Write the entries out in full, matching them exactly.

[Dataset entries]

=== Section Start ===

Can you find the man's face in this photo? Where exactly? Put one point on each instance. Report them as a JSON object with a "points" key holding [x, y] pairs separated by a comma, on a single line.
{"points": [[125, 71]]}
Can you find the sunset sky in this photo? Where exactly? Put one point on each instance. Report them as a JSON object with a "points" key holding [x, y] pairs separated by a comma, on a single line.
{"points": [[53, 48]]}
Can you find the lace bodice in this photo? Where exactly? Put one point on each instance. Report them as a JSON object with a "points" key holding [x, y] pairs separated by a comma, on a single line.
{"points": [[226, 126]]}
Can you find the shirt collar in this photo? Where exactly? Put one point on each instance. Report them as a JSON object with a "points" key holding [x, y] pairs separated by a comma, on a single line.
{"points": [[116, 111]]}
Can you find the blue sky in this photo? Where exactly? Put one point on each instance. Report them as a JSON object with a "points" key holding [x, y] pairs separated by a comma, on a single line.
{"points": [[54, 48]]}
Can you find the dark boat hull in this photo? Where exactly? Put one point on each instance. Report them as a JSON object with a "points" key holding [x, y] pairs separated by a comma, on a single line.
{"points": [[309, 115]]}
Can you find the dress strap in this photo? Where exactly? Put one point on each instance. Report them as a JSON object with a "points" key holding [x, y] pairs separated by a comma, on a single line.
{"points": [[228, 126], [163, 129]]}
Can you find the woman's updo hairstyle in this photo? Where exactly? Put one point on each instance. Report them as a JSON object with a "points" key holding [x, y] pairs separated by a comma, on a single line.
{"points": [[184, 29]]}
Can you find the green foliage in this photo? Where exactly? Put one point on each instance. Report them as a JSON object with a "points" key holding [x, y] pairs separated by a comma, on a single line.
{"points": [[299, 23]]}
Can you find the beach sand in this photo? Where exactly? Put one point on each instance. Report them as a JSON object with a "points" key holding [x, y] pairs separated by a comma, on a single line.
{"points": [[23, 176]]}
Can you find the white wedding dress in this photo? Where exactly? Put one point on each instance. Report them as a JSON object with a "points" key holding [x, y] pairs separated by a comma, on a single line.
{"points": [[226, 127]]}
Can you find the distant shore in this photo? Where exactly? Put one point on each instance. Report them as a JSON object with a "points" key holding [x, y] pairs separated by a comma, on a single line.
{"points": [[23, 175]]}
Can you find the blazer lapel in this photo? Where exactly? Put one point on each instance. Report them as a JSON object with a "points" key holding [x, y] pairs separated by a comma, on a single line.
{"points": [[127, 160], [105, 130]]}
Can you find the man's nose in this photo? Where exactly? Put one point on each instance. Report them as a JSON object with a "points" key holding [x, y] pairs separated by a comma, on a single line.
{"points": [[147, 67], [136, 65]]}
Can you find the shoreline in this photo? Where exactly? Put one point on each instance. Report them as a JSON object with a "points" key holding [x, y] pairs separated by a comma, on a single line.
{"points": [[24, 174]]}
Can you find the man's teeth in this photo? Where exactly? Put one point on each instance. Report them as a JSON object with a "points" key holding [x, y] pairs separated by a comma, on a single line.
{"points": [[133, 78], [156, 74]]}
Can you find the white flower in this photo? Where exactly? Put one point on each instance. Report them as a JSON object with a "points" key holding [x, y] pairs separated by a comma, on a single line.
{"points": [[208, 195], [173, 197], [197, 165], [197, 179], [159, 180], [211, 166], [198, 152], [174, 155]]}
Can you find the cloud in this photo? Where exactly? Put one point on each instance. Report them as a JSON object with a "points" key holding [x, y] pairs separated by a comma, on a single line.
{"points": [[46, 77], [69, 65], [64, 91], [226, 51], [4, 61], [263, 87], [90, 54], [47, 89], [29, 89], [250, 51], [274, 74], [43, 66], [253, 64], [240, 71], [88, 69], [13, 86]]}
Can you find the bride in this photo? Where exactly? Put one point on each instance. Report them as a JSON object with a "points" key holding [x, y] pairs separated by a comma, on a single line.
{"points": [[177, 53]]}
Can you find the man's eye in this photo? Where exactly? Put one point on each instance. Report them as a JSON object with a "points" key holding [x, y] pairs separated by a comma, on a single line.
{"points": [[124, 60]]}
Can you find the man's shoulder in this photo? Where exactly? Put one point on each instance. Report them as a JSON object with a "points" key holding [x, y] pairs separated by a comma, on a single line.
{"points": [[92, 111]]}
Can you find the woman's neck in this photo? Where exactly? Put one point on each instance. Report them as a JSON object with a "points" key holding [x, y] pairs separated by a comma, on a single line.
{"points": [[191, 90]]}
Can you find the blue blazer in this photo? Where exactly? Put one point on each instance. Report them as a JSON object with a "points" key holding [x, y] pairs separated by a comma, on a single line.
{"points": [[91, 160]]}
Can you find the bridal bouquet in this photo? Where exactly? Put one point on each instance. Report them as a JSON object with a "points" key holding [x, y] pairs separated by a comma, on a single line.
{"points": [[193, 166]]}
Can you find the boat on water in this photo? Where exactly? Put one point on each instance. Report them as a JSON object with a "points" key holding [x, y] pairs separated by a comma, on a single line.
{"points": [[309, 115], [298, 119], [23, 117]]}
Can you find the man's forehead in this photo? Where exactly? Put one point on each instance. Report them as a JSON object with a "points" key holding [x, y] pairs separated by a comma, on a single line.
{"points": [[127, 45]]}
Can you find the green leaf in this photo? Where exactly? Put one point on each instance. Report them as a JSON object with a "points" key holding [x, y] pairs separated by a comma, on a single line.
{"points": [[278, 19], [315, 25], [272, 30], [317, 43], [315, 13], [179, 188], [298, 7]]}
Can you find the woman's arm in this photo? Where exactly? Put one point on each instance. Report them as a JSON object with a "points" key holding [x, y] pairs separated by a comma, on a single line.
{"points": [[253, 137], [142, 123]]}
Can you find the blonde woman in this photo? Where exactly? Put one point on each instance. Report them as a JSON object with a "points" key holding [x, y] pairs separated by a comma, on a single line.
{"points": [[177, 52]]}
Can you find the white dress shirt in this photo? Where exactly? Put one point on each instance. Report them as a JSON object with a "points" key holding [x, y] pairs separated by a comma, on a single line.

=== Section End ===

[RESULT BELOW]
Can you find the man's face in this photo? Where exactly? Put one point on each instance. Report them as a JSON object with a "points" key holding [x, y] pairs separated by a comma, on a single line.
{"points": [[125, 71]]}
Can you find the sunset sky in this photo? Where exactly? Put one point on each instance. Report them as a JSON object with a "points" key holding [x, y] pairs separated by a comma, on a single line.
{"points": [[53, 48]]}
Can you find the lace bodice in this photo? Where exactly? Put one point on each instance. Report them as a JSON object with a "points" key holding [x, y] pairs separated by a comma, on a single line.
{"points": [[226, 126]]}
Can you find the shirt collar in this photo? Where exactly? Put one point on each instance. Report them as a JSON object with a "points" key holding [x, y] pairs separated by a comma, on a single line.
{"points": [[116, 111]]}
Can you find the blue sky in this photo? Where exactly? Put one point on each instance. Report them as a JSON object with a "points" key holding [x, y] pairs separated by a comma, on a single line.
{"points": [[54, 48]]}
Can you find the dark boat hull in this photo? Where exactly? Put one point on each instance. Report them as a JSON object with a "points" key holding [x, y] pairs separated by a comma, on a single line.
{"points": [[309, 115]]}
Can you find the dress strap in this photo? Where exactly? Put one point on each instance. Report them as a JSON object with a "points" key holding [x, y] pairs separated by a comma, on a single line.
{"points": [[228, 126], [163, 129]]}
Can you find the woman's updo hairstyle in this photo? Where exactly? Put one point on each instance. Report them as a JSON object with a "points" key holding [x, y] pairs separated by a comma, on a single line.
{"points": [[184, 29]]}
Can you find the green foliage in this photo? Where exactly? Put one point on each instance. Report them as a JSON object with a "points" key holding [x, y] pairs separated by a comma, on a single line.
{"points": [[299, 23]]}
Can you find the beach sand in this photo? Where exactly? Put one point on each instance. Report them as a JSON object with a "points" key holding [x, y] pairs separated by a comma, on a single line.
{"points": [[23, 176]]}
Can you find the white wedding dress in this photo? Where exactly? Put one point on each instance. Report them as a JSON object with a "points" key holding [x, y] pairs separated by a comma, on a single line.
{"points": [[226, 127]]}
Can you find the distant shore in this photo? Where exactly? Put one point on each instance. Report them as a JSON object with a "points" key holding [x, y] pairs separated by a comma, on a single line.
{"points": [[23, 175]]}
Can you find the blazer lapel in this photo? Where exactly? Put one point on each instance. Report them as a JSON object with a "points" key holding [x, y] pairs separated by a comma, on a single line.
{"points": [[127, 160], [105, 130]]}
Can you find the man's nose in this photo? Where exactly? Put one point on each instance. Report them as a JSON object with a "points" key holding [x, y] pairs separated by a comma, on a single line.
{"points": [[147, 67], [136, 65]]}
Can you find the shoreline in this photo? Where exactly? Put one point on each instance. Report them as a JSON object with a "points" key holding [x, y] pairs separated by a comma, on a single line.
{"points": [[24, 174]]}
Can you find the man's teeth in this photo? Where exactly? Put one point on each instance. Report them as a JSON object with a "points" key holding [x, y] pairs separated by a comma, on a single line.
{"points": [[133, 78], [156, 74]]}
Can you find the white flower in this photo? Where exactly? Put one point on each instance. Report them as a JSON object with a "points" key holding [x, y] pairs separated by a comma, on a single line.
{"points": [[208, 195], [173, 197], [197, 165], [197, 179], [159, 180], [211, 166], [198, 152], [174, 155]]}
Can you find the cloud in this photo? Where exactly? Put one point on each instance. Report them as a JSON object with a "points" key holding [x, y] pairs separated by a comma, on a single line.
{"points": [[46, 77], [69, 65], [64, 91], [226, 51], [4, 61], [263, 87], [90, 54], [47, 89], [29, 89], [250, 51], [274, 74], [43, 66], [253, 64], [240, 71], [88, 69], [13, 86]]}
Can you find the bride in this photo? Where exactly? Put one point on each instance. Report them as a JSON object with a "points" key holding [x, y] pairs separated by a comma, on a single line.
{"points": [[177, 53]]}
Can you find the man's eye in this photo? Where exactly? Put one point on each instance. Report them as a JSON object with a "points" key holding [x, y] pairs separated by a comma, on a single line.
{"points": [[124, 60]]}
Can you find the man's shoulder in this photo? Where exactly? Put one point on each instance. Report them as a JSON object with a "points" key holding [x, y] pairs separated by a comma, on a single line.
{"points": [[92, 111]]}
Can you find the woman's neck in this photo? Where exactly? Put one point on each instance. Report them as a JSON object with a "points" key holding [x, y] pairs separated by a comma, on a single line.
{"points": [[191, 90]]}
Can you find the blue blazer in this photo? Where exactly? Put one point on each instance. Report them as a JSON object with a "points" key holding [x, y] pairs separated by a comma, on a single line.
{"points": [[91, 160]]}
Can you find the bridal bouquet in this photo? Where exactly? Put one point on each instance. Report them as a JSON object with a "points" key holding [x, y] pairs separated by a comma, on a single line.
{"points": [[193, 166]]}
Can you find the boat on water in this photo? Where exactly? Put one point on each instance. Report them as a JSON object with a "points" key holding [x, y] pairs separated by a comma, on a single line.
{"points": [[309, 115], [298, 119], [23, 117]]}
Can you find the man's forehead in this photo? Where exactly? Put one point on each instance. Report them as a JSON object with a "points" key holding [x, y] pairs separated by a comma, on a single line.
{"points": [[127, 45]]}
Can you find the green leaf in this photo? Where exactly? Put one point on each instance. Report them as a JSON object with a "points" key holding [x, y] pairs separated by a comma, on a single line.
{"points": [[278, 19], [315, 25], [272, 30], [317, 43], [315, 13], [179, 188], [298, 7]]}
Can you find the woman's arm in this photo? Where exactly? Put one point on each instance. Report them as a JSON object with a "points" key holding [x, y] pairs separated by a comma, on a single line.
{"points": [[253, 137], [142, 123]]}
Can you find the blonde woman in this photo? Where exactly? Put one point on each instance. Report them as a JSON object with a "points" key holding [x, y] pairs separated by a comma, on a single line.
{"points": [[177, 52]]}
Can you find the white dress shirt in this photo? Where exactly? Put one point on each instance. Report them as a JSON object with a "points" key holding [x, y] pairs separated by a comma, on a single line.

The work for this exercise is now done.